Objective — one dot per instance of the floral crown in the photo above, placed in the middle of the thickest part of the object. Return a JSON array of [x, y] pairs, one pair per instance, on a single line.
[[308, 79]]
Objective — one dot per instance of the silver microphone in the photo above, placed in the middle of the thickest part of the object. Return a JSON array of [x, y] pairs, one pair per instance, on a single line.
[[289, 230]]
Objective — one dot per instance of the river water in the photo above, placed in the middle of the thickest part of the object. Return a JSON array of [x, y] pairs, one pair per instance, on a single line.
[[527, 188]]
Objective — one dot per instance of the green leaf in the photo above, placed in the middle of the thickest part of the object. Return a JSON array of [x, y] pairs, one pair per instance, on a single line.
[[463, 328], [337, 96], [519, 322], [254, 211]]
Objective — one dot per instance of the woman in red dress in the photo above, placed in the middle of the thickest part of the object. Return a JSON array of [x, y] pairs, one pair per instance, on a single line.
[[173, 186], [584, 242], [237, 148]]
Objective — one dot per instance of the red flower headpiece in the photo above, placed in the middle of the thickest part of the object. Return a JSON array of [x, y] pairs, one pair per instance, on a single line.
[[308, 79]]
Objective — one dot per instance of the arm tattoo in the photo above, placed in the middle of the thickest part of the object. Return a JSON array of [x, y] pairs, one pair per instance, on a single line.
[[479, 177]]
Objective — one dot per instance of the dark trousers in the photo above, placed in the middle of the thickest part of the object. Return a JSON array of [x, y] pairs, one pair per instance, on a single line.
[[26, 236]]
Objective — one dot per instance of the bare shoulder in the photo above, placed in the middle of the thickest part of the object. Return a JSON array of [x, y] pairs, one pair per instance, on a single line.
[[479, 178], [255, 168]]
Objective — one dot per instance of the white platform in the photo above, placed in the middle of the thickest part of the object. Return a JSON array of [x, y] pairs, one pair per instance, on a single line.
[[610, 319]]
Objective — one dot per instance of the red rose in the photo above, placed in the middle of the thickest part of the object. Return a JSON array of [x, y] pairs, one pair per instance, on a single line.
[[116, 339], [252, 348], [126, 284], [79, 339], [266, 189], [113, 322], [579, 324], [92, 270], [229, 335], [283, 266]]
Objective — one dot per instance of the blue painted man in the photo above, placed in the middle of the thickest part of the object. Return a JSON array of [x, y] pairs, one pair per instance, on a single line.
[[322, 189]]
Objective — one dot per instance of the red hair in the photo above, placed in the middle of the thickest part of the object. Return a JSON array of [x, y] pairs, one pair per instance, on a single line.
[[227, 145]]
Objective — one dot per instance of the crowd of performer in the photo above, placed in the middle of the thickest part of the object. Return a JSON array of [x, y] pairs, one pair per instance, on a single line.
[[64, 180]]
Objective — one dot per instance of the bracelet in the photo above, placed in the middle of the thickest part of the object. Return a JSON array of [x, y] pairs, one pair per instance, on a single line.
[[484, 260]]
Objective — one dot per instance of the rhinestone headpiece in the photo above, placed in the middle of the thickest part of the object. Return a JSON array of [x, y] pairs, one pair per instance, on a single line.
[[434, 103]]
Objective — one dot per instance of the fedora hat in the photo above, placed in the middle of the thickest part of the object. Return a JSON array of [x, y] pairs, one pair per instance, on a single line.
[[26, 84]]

▬▬▬▬▬▬

Given exercise: Arrange the data from the line with "Objective — one dot per instance of the green" up to and including the line with "[[610, 319]]" as a Markdown table with the columns Row and Line. Put a row number and one line in each row, and leave out any blank lines.

Solved problem:
| Row | Line |
|---|---|
| 1 | Objective — one dot per instance of the green leaf in the photo above, placed in the middle of the thickest part of the object. Return a JSON array of [x, y] pairs, one pair per instance, on a single line. |
| 2 | [[463, 328], [337, 96], [519, 322], [254, 211]] |
| 3 | Objective — one dot per instance of the woman in red dress in the photo above, placed in the middle of the thickest part of the object. Return a JSON array of [x, y] pairs, one pair per instance, on a single line. |
| 4 | [[173, 186], [584, 242], [237, 148]] |
| 5 | Objective — one dot per instance of the red flower headpiece in the photo above, placed in the middle of the thickest part of the object. Return a JSON array of [x, y] pairs, one pair per instance, on a single line. |
| 6 | [[308, 79]] |
| 7 | Objective — one dot per instance of the arm tattoo in the photo above, placed in the middle of the thickest part of the object. Return a JSON array of [x, y] pairs, one pair per instance, on a single line. |
| 8 | [[479, 177]] |
| 9 | Objective — one dot per instance of the dark trousers in the photo above, placed in the middle of the thickest part of the object. Return a JSON array of [x, y] pairs, one pair per instance, on a single line. |
| 10 | [[26, 236]] |
| 11 | Objective — one dot per instance of the bare shoulder in the photo above, placed in the middle of the thickest part of the object. Return a JSON array of [x, y] pairs, one pair per instance, on a single line. |
| 12 | [[479, 178], [255, 168]] |
| 13 | Objective — one dot per instance of the white platform in the photo above, placed in the middle of the thickest part of the object. Return a JSON array of [x, y] pairs, one pair per instance, on a single line. |
| 14 | [[610, 319]] |